Extracted text:
'''

STM Investigations of Self-assembled Janus Nanoparticles

M. Yu, J. Reguera, I.C. Pons-Sieperman, Q. Ong, S. Schrettl, S.C. Glotzer, F. Stellacci
Harbin Institute of Technology, CN

Keywords: Janus nanoparticle, self-assembly, scanning tunneling microscopy, phase separation, mixed ligands


Janus particles, named by De Gennes after the double-faced Roman God, are defined as particles with two distinct sides. The asymmetry of Janus particles makes them unique in physical and chemical properties and great potential in a wide range of applications ranging from water-based paints, to heterogeneous nanocatalysis, electronic displays, nanomotors, drug or gene delivery, and so on. Various strategies have been used to produce Janus particles but with complex procedures and low yields. And small (<10 nm) nanoparticles (NPs) are scarcely reported. In the present work, monodisperse small Janus NPs synthesized by direct one-step based on the self-assembly of mixed ligands have been investigated systematically using scanning tunneling microscopy under both ultrahigh vacuum and ambient conditions. By tuning the length difference and composition ratio of binary mixtures of suitable ligand molecules of different lengths, the surface morphology of the resultant NP is varied in a controlled manner. Molecular dynamics simulations were employed to get better understanding of the phase-separation on the Janus NPs. Consistent with STM results, it is revealed that the enthalpic gains due to crystallization of the long ligands overcome the configurational and conformational entropy gains, which lead to the formation of Janus morphology.

'''

Supplied material:
'''

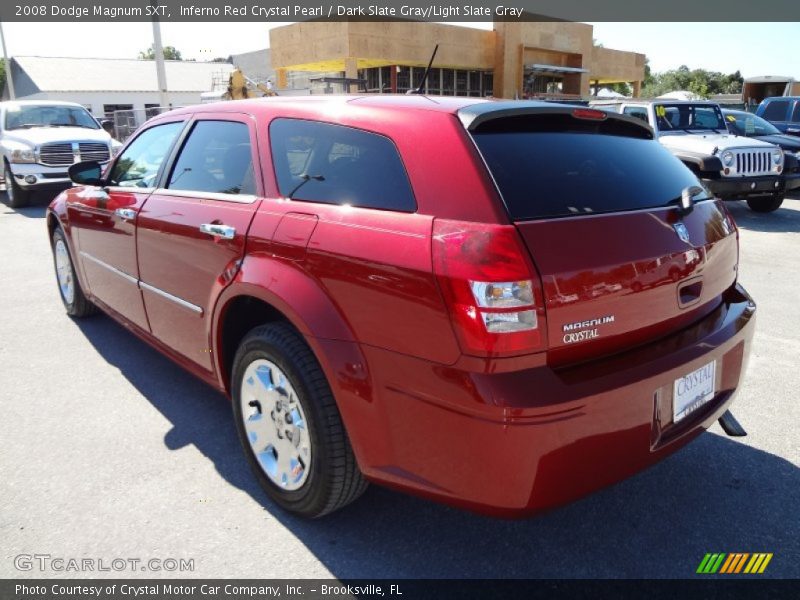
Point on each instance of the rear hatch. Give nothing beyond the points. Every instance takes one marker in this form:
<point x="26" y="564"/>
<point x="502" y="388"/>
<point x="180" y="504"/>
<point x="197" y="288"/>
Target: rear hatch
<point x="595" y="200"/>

'''
'''

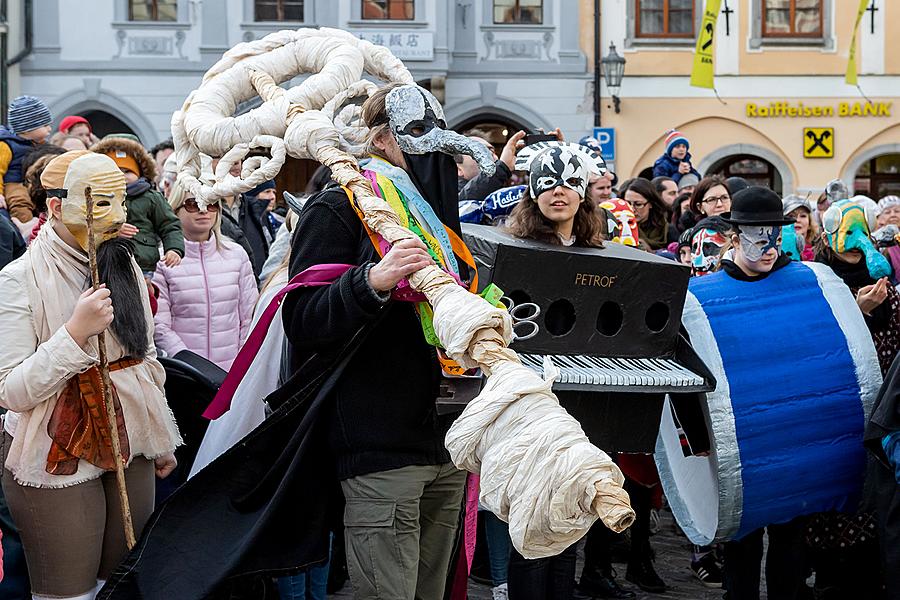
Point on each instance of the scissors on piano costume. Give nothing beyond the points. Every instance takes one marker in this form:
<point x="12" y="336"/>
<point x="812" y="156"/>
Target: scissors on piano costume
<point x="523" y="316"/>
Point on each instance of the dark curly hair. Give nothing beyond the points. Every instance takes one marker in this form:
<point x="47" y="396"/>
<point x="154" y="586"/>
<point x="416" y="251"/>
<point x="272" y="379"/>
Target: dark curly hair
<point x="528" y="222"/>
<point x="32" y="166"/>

'''
'''

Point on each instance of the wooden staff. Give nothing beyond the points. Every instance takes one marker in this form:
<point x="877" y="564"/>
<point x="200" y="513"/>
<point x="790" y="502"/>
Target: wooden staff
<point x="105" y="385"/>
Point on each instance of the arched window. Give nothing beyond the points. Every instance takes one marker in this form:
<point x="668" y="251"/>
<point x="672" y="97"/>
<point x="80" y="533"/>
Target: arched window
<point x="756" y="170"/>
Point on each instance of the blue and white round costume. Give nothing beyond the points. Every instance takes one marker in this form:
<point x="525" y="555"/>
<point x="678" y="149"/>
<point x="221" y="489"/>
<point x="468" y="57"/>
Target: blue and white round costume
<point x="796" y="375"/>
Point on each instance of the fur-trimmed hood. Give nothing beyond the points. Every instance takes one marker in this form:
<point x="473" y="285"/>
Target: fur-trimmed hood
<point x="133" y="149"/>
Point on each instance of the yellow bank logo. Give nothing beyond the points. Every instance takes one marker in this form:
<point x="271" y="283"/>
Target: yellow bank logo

'''

Work instruction: Summarize the abstract on Janus nanoparticles in two sentences. Use only the abstract on Janus nanoparticles, not the items.

Solution for this exercise: Janus particles have two distinct sides, which gives them unique properties and wide potential applications, but producing them has involved complex procedures and low yields, and small (<10 nm) nanoparticles are scarcely reported. This work used scanning tunneling microscopy and molecular dynamics simulations to study small Janus nanoparticles made in one step by self-assembly of mixed ligands, showing that tuning ligand length difference and composition ratio controls surface morphology and that the enthalpic gains from long-ligand crystallization drive the Janus morphology.